WHAT TO PRODUCE:
Please count the lines in the material below that contain the word "lapel", and reply with only that number.

>> Begin ENTRIES PROVIDED

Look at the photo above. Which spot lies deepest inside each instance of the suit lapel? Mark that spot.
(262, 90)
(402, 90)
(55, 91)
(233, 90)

>> End ENTRIES PROVIDED

CORRECT ANSWER:
1